REQUIREMENTS: State only how many lines in the records below contain the string "hill".

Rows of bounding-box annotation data
+++

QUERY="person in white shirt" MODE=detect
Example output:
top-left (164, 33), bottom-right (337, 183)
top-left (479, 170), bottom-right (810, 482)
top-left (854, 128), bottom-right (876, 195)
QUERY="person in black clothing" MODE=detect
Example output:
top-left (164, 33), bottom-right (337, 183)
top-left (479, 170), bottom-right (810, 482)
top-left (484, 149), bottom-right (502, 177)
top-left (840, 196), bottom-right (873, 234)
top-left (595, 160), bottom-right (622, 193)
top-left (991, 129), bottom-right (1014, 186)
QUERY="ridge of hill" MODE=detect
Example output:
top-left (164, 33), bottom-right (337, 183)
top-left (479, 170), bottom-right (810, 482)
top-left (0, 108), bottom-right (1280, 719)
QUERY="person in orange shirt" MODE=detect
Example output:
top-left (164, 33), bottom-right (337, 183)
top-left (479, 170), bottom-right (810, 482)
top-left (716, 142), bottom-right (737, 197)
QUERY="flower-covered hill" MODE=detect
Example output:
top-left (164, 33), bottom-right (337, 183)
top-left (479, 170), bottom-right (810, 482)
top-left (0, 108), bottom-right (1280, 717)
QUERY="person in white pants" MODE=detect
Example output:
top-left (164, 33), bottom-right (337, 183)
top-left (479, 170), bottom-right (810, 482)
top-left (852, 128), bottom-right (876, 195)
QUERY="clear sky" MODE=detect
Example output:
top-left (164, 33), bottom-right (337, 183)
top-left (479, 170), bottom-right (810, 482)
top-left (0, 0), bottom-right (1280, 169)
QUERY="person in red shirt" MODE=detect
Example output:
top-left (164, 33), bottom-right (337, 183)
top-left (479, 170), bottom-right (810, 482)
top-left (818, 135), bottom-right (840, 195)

+++

ANSWER BELOW: 2